### Passage
^^^^
On a gray, blustery December day in Nashville, students piled coats and bags into the corner of a bright, windowed classroom inside Vanderbilt Peabody College's Six Magnolia Circle. Lively chatter, applause and words of support bounced around the room, and holiday cookies lined a table by the door. It was presentation day for scholars in Next Steps participating in a collaboration with Peabody service-learning students, who were there to watch and cheer on their peers.
Next Steps at Vanderbilt is a four-year, post-secondary program for neurodiverse learners that prepares students for post-collegiate success and independence. With this innovative partnership, demonstrative of the collaborative learning approach at Peabody College of education and human development, students in Professor Leigh Gilchrist's class are paired up as tutors with students enrolled in Next Steps. Through the course of a semester, tutors and tutees work their way through an experiential seminar selected by their Next Steps partner. A requirement for each junior and senior in Next Steps, the seminars teach core life skills like career readiness, apartment living, obtaining a learner's permit to drive, and more.
The aim, said Lauren Bethune-Dix, assistant director and director of academics for Next Steps, is to provide real-world experiences and foster independence. In addition to tutoring, about half of the students in Gilchrist's class, "Health Service Delivery to Diverse Populations," design syllabi for future seminars. The class is a longtime favorite in Peabody's Department of Human and Organizational Development, with the Next Steps collaboration launching a little over four years ago.
"The power of this partnership rests in the service-learning design," said Gilchrist, associate professor of the practice of human and organizational development. "Reciprocity of learning and experiencing between the partners allows students with Next Steps to gain vital employability and life management skills, and the HOD students learn alongside Next Steps in how to design health-based programs that are responsive to the needs of the community and the goals of the partnering organization."
Beyond the life management techniques of Next Steps and the academics of the HOD course, students in both programs gain skills such as working with various types of people, valuing different ways of learning, and adapting to better meet the needs of those in the collaboration.
^^^^
### Questions on the material
A) From the article on the Next Steps tutoring partnership, quote the stretch from "Next Steps at" through "drive, and more.".
B) In the article on the Next Steps tutoring partnership, what is the title of Professor Gilchrist's class?
C) Continue the article about the Peabody and Next Steps partnership from the point where it stops.

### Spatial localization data
^^^^
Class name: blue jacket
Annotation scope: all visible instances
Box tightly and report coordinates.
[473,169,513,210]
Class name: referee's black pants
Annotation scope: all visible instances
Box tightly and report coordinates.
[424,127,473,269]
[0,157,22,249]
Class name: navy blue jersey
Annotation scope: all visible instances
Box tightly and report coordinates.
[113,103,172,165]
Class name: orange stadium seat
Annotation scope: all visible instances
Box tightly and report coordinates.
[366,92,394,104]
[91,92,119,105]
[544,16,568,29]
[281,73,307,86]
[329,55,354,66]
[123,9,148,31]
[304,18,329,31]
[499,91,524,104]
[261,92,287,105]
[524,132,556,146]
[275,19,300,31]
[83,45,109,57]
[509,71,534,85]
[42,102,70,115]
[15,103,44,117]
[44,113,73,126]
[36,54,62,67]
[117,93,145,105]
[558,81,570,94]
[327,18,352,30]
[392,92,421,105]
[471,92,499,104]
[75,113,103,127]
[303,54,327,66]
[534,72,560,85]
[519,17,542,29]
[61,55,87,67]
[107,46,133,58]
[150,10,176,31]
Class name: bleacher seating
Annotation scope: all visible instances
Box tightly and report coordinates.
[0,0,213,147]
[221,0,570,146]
^^^^
### Solved problems
A)
Next Steps at Vanderbilt is a four-year, post-secondary program for neurodiverse learners that prepares students for post-collegiate success and independence. With this innovative partnership, demonstrative of the collaborative learning approach at Peabody College of education and human development, students in Professor Leigh Gilchrist's class are paired up as tutors with students enrolled in Next Steps. Through the course of a semester, tutors and tutees work their way through an experiential seminar selected by their Next Steps partner. A requirement for each junior and senior in Next Steps, the seminars teach core life skills like career readiness, apartment living, obtaining a learner's permit to drive, and more.

B) "Health Service Delivery to Diverse Populations"

C)
Zachary Klinger, BS'25, said his experience in the class was transformative and led him to co-author his senior thesis with a student in Next Steps, focusing his studies (and now career) on centering the voices of students with learning differences. He now works as a special education math and science teacher in San Francisco, learning more about the community that he hopes to eventually serve through a startup that builds scalable educational technology.
Professor Gilchrist, Klinger said, "advocated for and introduced a model of service that was deeply community centered, emphasizing the voices of those that we were striving to serve."
"Many of my students are headed into health-related fields," said Gilchrist, "where success depends on strong interpersonal and program design skills, as well as a holistic and inclusive approach to patient well-being, including neurodiversity. These skills are valuable in any career."
MEETING DUAL NEEDS
Bethune-Dix connected with Gilchrist in 2018 when she realized that maintaining a steady stream of peer tutors for her experiential seminars was proving difficult. Meanwhile, Gilchrist was seeking a service-learning partnership to provide her students with hands-on learning opportunities that addressed a community need. While higher education programs for neurodiverse learners are becoming more common, the young programs often have limited staffing. Tapping into an existing service-learning class is a solution that meets the needs of both parties.
Since launching the partnership, said Bethune-Dix, "we have worked to think innovatively about how to address issues, ways that we can strengthen the program through different approaches, different ideas, different collaborations. That's why it keeps moving. That's why it doesn't get stale."
Plus, the program has served as a model for other universities, with Bethune-Dix and Gilchrist speaking at recent conferences to share how such collaborations can boost the sustainability of both service-learning classes and neurodiversity-geared programs.